▶ _EXERCISE_
Give as a numbered list, leaving out blank lines, only the part of the material that opens with the line containing "Tight boxes only — no extra padding. Annotate the eye in" and closes with the line containing "[439,496,644,629]".

▶ _Records from a data collection_
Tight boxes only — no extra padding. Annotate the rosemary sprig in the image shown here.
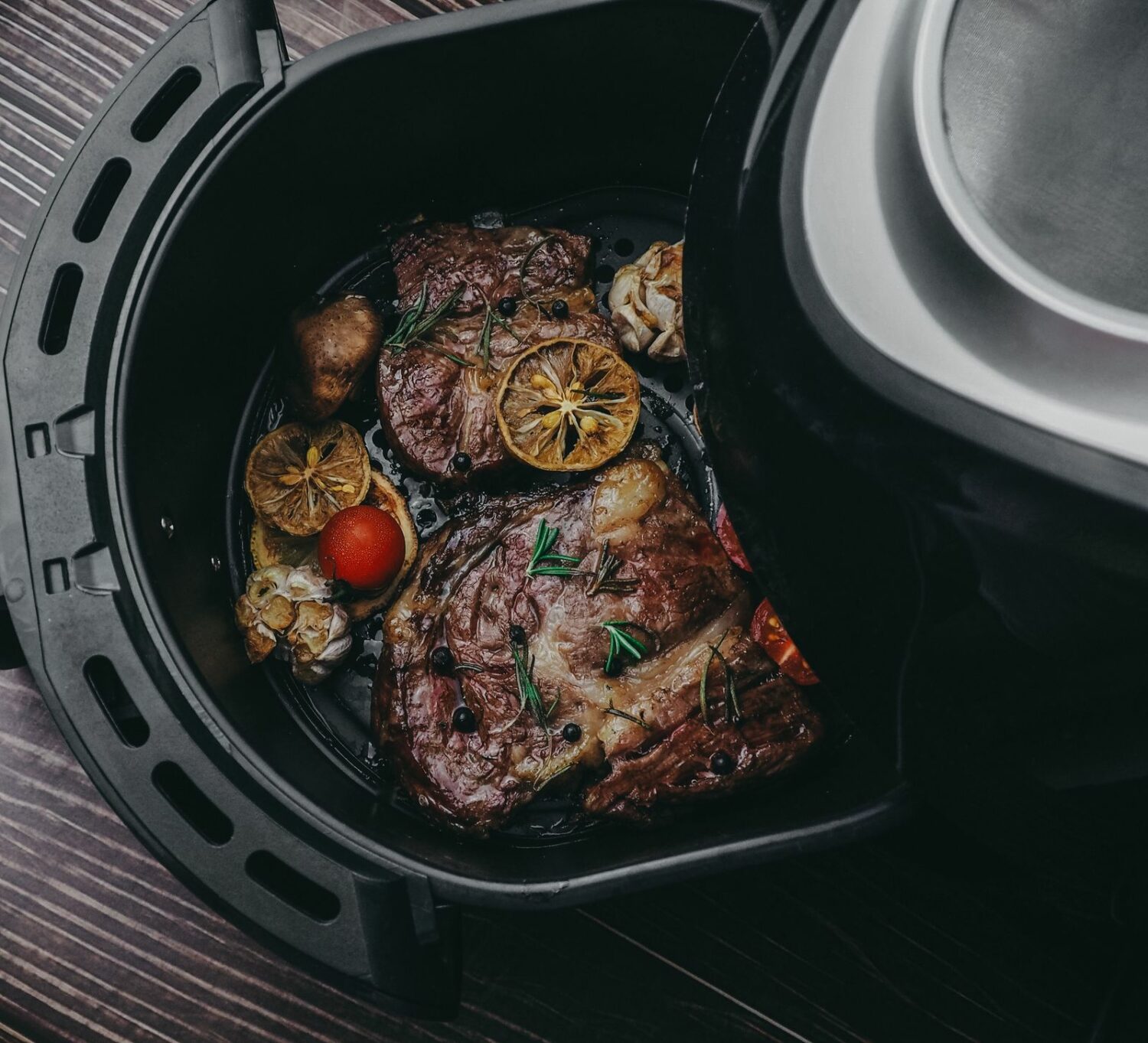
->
[383,280,431,347]
[526,517,582,576]
[518,232,558,309]
[479,304,495,370]
[488,305,523,344]
[698,630,742,728]
[585,539,638,595]
[510,641,549,728]
[383,281,473,355]
[606,699,650,731]
[598,620,650,673]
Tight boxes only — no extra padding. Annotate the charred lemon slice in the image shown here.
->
[496,337,642,471]
[252,471,419,623]
[252,519,319,569]
[243,420,371,536]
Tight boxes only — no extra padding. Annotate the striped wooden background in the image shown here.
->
[0,0,1130,1043]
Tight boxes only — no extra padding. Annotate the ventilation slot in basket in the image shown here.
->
[132,65,202,141]
[84,655,152,747]
[73,157,132,242]
[247,852,339,924]
[41,264,84,354]
[152,761,236,847]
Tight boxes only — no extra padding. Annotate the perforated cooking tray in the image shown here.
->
[0,0,904,1013]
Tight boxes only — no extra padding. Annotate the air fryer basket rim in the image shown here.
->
[115,0,904,905]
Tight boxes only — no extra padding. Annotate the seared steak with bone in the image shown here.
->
[392,223,590,315]
[378,225,621,485]
[374,447,822,833]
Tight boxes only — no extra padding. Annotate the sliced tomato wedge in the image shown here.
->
[750,598,819,685]
[714,504,753,572]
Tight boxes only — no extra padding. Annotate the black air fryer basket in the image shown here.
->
[0,0,905,1013]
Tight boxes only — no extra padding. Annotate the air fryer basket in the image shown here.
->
[0,0,904,1012]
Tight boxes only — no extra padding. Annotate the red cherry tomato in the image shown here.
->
[714,504,753,572]
[319,504,406,590]
[750,598,817,685]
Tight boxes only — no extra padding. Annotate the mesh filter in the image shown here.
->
[944,0,1148,312]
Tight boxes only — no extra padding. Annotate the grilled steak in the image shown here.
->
[379,225,621,485]
[392,223,590,315]
[374,447,822,833]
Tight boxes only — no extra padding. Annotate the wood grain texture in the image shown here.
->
[0,0,1114,1043]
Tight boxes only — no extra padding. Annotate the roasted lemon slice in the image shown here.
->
[252,519,319,570]
[243,420,371,536]
[496,337,642,471]
[252,471,419,623]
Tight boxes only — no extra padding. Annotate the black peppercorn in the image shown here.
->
[450,706,479,733]
[709,749,734,774]
[431,645,455,673]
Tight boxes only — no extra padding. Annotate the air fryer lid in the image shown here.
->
[785,0,1148,505]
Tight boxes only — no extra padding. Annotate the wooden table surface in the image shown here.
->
[0,0,1130,1043]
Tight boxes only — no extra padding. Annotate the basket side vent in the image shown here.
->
[73,156,132,242]
[132,65,204,141]
[84,655,152,747]
[152,761,236,847]
[246,852,340,924]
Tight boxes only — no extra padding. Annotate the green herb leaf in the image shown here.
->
[479,304,495,370]
[383,282,472,353]
[526,517,582,576]
[698,630,742,728]
[510,641,549,728]
[518,232,558,307]
[585,539,638,595]
[606,700,650,731]
[598,620,650,673]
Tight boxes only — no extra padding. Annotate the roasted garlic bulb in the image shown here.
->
[610,242,686,363]
[236,565,351,684]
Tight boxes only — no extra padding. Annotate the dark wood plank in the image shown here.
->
[579,822,1120,1043]
[0,671,792,1043]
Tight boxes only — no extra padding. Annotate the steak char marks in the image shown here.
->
[378,223,620,487]
[374,446,823,833]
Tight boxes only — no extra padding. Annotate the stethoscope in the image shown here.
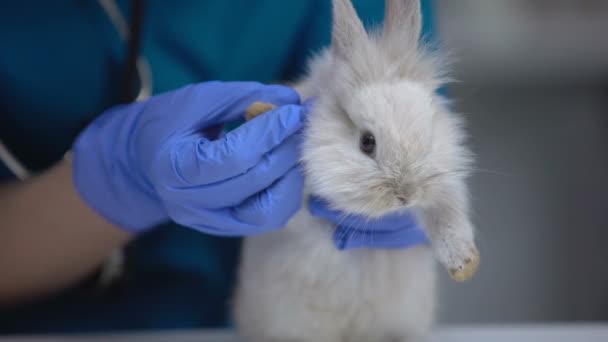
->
[0,0,153,287]
[0,0,153,181]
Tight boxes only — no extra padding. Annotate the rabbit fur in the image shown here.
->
[234,0,476,342]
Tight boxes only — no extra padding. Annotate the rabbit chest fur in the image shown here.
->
[234,0,478,342]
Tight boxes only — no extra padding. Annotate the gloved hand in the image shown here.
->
[309,196,428,250]
[73,82,305,236]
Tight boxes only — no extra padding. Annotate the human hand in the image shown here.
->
[73,82,305,236]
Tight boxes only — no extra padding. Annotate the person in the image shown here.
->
[0,0,431,334]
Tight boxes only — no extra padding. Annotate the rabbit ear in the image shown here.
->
[384,0,422,46]
[332,0,367,59]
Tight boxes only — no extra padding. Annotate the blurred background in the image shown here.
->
[435,0,608,324]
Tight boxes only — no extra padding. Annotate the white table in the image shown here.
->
[0,322,608,342]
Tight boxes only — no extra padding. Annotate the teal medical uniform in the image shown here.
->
[0,0,432,334]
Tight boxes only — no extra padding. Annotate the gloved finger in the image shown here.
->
[185,81,300,126]
[159,105,305,187]
[168,134,301,209]
[167,167,304,236]
[232,167,304,232]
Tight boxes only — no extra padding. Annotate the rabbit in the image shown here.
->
[233,0,478,342]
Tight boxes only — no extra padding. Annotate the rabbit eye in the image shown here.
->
[359,132,376,156]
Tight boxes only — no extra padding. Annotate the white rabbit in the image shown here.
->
[235,0,478,342]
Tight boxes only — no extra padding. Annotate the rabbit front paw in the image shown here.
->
[434,230,480,282]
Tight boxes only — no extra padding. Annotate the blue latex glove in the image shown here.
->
[309,197,428,250]
[73,82,306,236]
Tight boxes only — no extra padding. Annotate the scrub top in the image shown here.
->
[0,0,432,334]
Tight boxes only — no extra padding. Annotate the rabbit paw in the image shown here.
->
[435,231,480,282]
[450,247,479,282]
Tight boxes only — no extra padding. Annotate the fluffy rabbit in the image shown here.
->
[235,0,478,342]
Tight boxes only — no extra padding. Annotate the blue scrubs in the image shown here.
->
[0,0,432,334]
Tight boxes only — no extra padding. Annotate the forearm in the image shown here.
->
[0,162,130,303]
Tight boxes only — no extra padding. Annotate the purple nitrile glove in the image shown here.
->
[309,196,429,250]
[73,82,306,236]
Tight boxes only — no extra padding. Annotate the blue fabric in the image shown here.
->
[308,197,429,250]
[0,0,432,333]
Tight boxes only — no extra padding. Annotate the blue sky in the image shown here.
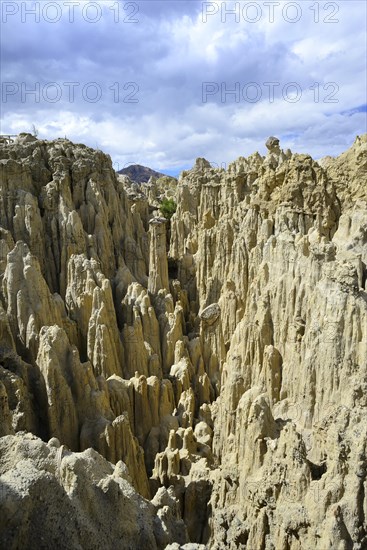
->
[0,0,367,173]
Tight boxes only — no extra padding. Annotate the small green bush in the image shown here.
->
[159,199,177,220]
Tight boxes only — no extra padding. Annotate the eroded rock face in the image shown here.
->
[0,136,367,550]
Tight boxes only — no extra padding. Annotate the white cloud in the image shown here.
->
[1,0,366,170]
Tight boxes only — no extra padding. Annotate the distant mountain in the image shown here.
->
[117,164,166,183]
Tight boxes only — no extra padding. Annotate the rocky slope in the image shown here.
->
[0,135,367,550]
[117,164,166,183]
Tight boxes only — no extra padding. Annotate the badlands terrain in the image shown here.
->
[0,134,367,550]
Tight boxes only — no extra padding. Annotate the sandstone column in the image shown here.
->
[148,217,169,294]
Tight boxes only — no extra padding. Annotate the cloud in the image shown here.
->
[1,0,366,170]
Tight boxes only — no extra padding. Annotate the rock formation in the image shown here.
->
[0,135,367,550]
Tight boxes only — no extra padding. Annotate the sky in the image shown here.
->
[0,0,367,175]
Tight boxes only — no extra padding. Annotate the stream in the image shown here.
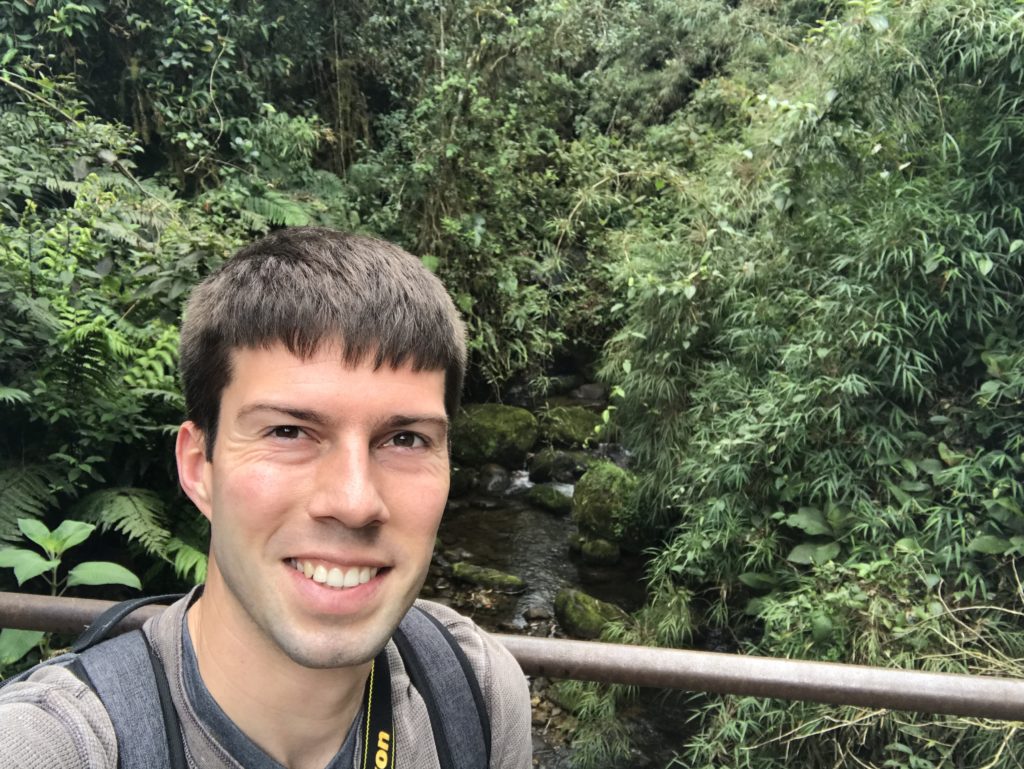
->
[423,473,687,769]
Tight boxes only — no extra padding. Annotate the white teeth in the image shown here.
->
[291,558,380,588]
[327,566,345,588]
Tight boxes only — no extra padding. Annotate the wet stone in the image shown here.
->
[526,483,572,515]
[580,540,622,566]
[555,588,628,639]
[452,561,526,593]
[476,464,512,494]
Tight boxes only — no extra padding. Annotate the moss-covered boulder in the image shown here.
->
[580,540,622,566]
[452,403,538,468]
[526,447,598,483]
[555,588,628,639]
[449,465,479,499]
[541,405,601,447]
[452,561,526,593]
[526,483,572,515]
[572,462,637,541]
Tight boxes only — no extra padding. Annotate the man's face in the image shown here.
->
[178,345,449,668]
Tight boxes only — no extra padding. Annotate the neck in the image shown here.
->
[187,584,370,769]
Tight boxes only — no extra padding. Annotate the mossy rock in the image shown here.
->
[449,465,479,499]
[555,588,629,639]
[452,561,526,593]
[526,447,599,483]
[580,540,622,566]
[526,483,572,515]
[452,403,538,468]
[541,405,601,447]
[572,462,638,541]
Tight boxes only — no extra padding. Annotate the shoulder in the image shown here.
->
[0,665,118,769]
[416,600,531,769]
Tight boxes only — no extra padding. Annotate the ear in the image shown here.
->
[174,422,213,518]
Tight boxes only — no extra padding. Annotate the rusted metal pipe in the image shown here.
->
[0,593,1024,721]
[0,592,166,633]
[497,636,1024,721]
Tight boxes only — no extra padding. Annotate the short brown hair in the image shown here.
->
[180,227,466,459]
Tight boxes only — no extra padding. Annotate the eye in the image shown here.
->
[386,432,427,448]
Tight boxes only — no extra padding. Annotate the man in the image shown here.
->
[0,228,530,769]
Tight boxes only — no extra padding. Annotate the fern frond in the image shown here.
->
[0,465,56,542]
[0,386,32,405]
[76,487,171,557]
[93,220,148,248]
[240,189,309,227]
[167,537,207,585]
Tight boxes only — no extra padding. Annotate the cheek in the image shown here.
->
[211,467,302,529]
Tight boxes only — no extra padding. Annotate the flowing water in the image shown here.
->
[426,476,685,769]
[439,496,644,629]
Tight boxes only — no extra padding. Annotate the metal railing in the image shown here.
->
[0,592,1024,721]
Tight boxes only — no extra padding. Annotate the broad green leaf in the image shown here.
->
[51,520,95,555]
[899,480,931,494]
[786,542,839,565]
[736,571,776,590]
[939,443,967,467]
[785,507,833,537]
[17,518,52,550]
[967,535,1012,555]
[0,628,46,666]
[893,537,925,553]
[68,561,142,590]
[0,548,60,586]
[811,612,833,643]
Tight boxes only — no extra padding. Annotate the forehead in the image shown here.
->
[221,343,444,414]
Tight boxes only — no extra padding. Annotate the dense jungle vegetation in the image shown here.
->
[0,0,1024,769]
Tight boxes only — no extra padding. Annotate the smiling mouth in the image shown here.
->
[288,558,380,590]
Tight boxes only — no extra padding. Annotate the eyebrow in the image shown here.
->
[238,403,450,434]
[238,403,332,425]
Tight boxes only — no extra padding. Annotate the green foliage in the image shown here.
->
[0,518,142,667]
[595,1,1024,767]
[0,68,228,584]
[0,0,1024,767]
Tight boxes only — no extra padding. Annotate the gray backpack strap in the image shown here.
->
[78,631,187,769]
[392,606,490,769]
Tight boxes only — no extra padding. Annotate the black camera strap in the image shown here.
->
[362,650,395,769]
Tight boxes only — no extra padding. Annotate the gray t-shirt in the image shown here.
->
[0,596,531,769]
[181,623,365,769]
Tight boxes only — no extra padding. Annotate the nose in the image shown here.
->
[309,441,388,528]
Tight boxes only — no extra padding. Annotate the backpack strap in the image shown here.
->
[71,593,183,652]
[392,606,490,769]
[77,630,187,769]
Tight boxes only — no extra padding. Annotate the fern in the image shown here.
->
[0,465,56,542]
[167,537,207,585]
[75,488,171,558]
[0,387,32,405]
[240,189,309,227]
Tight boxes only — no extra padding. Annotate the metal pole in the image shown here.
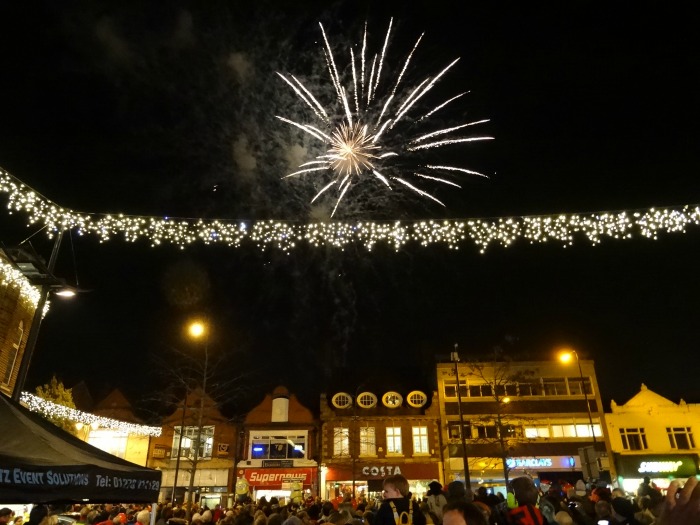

▶ _EXERCISE OUTPUT_
1. Tight boxes only — no extra padding. Annotate the eye in the image shown here.
2. ->
3. [386,432,427,448]
4. Tight boxes only — no extra padding. Annotate the man in the image shown here.
5. ->
6. [0,228,530,769]
7. Tight boxes only — no extra padding. Annotate the fern frond in the image shown here.
8. ->
9. [0,465,56,542]
10. [0,386,32,405]
11. [76,487,171,557]
12. [93,220,148,248]
13. [240,189,309,227]
14. [167,537,207,585]
15. Tight boxes only — no extra padding. Annotate the cheek in the image shown here.
16. ->
17. [211,467,302,529]
18. Tight boxes only — no extra padding. Annotate the flowing water in the image shown here.
19. ->
20. [426,476,685,769]
21. [439,496,644,629]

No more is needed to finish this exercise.